> Aim of the task: Quote every one of the following rows word for word, from the first line through the last.

— Start Available records —

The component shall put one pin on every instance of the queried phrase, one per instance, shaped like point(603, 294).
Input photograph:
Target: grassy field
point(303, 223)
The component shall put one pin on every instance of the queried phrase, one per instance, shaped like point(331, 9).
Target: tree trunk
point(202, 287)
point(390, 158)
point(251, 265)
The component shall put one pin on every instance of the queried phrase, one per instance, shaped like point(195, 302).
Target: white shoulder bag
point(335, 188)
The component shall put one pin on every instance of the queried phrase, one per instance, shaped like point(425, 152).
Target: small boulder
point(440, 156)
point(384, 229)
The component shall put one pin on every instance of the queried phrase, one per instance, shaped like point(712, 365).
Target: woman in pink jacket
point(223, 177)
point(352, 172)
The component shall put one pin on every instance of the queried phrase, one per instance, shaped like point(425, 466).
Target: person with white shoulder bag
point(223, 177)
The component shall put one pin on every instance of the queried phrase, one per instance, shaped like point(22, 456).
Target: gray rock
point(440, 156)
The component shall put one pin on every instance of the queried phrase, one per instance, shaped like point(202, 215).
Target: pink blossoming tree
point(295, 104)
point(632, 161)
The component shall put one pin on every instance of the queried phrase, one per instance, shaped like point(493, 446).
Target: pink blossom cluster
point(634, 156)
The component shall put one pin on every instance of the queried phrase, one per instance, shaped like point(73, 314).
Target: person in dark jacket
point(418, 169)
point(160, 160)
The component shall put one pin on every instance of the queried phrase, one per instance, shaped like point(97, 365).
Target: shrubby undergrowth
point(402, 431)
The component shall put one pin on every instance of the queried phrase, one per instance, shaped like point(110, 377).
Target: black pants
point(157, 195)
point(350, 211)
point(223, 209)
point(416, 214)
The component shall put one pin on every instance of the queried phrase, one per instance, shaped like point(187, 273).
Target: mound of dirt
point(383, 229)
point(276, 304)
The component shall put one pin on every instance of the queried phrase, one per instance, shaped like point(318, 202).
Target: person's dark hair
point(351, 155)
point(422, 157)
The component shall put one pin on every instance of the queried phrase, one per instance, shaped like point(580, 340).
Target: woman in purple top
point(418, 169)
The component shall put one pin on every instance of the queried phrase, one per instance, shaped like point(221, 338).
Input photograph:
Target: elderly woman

— End Available records —

> Expected answer:
The component shall put one pin on every instance of the queried phrase, one per instance, shaped like point(603, 294).
Input photograph:
Target: grassy field
point(303, 223)
The component shall put one pin on every instance of the queried phrase, one per instance, shaped like point(331, 9).
Target: tree trunk
point(202, 287)
point(390, 158)
point(251, 265)
The component shall put one pin on every instance of the queried phrase, one per instance, shaped like point(195, 302).
Target: white shoulder bag
point(335, 188)
The component shall put one pin on every instance of the queried phrase, one per instance, shaped like point(425, 152).
Target: small boulder
point(440, 156)
point(384, 229)
The component shall put one pin on every instance of the queried phrase, one per instance, shaped like point(712, 365).
Target: woman in pink jacket
point(223, 177)
point(352, 172)
The component shall put one pin on every instance of the queried phrase, one per instance, shaped like point(425, 466).
Target: person with white shoulder bag
point(223, 177)
The component shall put one pin on every instance of the queried phrase, one per instance, shaped like point(22, 456).
Target: gray rock
point(440, 156)
The component shall put one pin on every instance of the queried phrase, one per instance, shaped like point(202, 215).
Target: pink blossoming tree
point(295, 104)
point(632, 161)
The component shall put one pin on every instance of the queried phrase, one per instance, shaped like point(493, 446).
Target: pink blossom cluster
point(634, 156)
The component shall put one pin on every instance of the queried phrase, one per instance, shaped like point(73, 314).
Target: person in dark jacket
point(418, 169)
point(160, 160)
The component shall put one pin on every instance of the queried phrase, one per instance, shaped like point(97, 365).
Target: shrubby undergrowth
point(402, 431)
The component shall put one pin on every instance of the queried phrase, one per instance, shaped like point(110, 377).
Target: black pants
point(157, 195)
point(350, 211)
point(223, 209)
point(416, 214)
The component shall put one pin on every instance of the queried phrase, one per instance, shaped like point(187, 273).
Target: mound of dirt
point(383, 229)
point(276, 304)
The component shall put one pin on every instance of the queried phrase, one per instance, shaped like point(318, 202).
Target: person's dark hair
point(351, 155)
point(422, 157)
The component shall put one pin on every instance of the queried phrase, one per instance, shaped like point(580, 340).
Target: woman in purple top
point(418, 169)
The component shall put one pin on every instance of the queried phrase, one per instance, shaped like point(221, 338).
Input photograph:
Target: elderly woman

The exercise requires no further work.